- Document text -
----

The decision, taken on Monday by foreign ministers, points the finger at VK Company and an associated firm for developing and managing Max App, which is state-backed and comes pre-installed on all phones and tablets sold in Russia.
Citing experts, Brussels argues that Max App has “extensive surveillance features” that Russian authorities use to track online communications, gather data, monitor address books, identify user location and install autonomous updates.
The imposition of Max App has helped the state crack down on competitors, such as WhatsApp, Instagram and Telegram, and on VPNs, the private networks that Russians employ to bypass increasingly stringent state restrictions on the Internet.
“VK has cooperated with Russian authorities in their repressive actions, including by providing them with data concerning users of its services who posted content criticising Russia’s war of aggression against Ukraine, or other content banned by the authorities,” the legal text says.
“VK has also participated in the government-ordered ban on the use of VPNs, through which Russian internet users could previously access independent content.”
Monday’s decision introduces an asset freeze and prohibits EU companies from making funds available to VK Company. In a statement to Russian state-owned media outlet TASS, the firm said that its applications and services remained “available to users as normal”.
Besides VK Company, the EU also sanctioned Citadel, VAS Experts and Norsi-Trans, three companies that provide hardware and software for the so-called System of Operative Investigative Measures that Russian authorities use to track online communication and target journalists, opposition figures, minority groups and ordinary citizens.
The restrictions were adopted under a special regime dedicated to punishing human rights violations.
Separately, the EU sanctionednine individuals and four entities accused of carrying out “malicious” cyber attacks against several member states.

----

- Data supplied -

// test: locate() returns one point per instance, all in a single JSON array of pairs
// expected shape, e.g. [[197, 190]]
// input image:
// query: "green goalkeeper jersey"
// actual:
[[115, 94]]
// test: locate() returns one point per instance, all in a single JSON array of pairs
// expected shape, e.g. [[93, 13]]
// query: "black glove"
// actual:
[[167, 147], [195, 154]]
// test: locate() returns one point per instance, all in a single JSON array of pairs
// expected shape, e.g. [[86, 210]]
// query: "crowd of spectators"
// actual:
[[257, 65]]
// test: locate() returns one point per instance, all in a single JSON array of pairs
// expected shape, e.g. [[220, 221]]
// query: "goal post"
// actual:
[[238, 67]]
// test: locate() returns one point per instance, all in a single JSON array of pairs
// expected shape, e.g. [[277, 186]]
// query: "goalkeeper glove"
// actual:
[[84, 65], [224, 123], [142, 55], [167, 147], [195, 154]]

----

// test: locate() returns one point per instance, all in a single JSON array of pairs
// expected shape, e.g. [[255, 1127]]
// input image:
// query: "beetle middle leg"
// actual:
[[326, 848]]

----

- What you will do -
Retype the part of the EU sanctions article from "The restrictions were" up to and including "several member states.".

- Written solution -
The restrictions were adopted under a special regime dedicated to punishing human rights violations.
Separately, the EU sanctionednine individuals and four entities accused of carrying out “malicious” cyber attacks against several member states.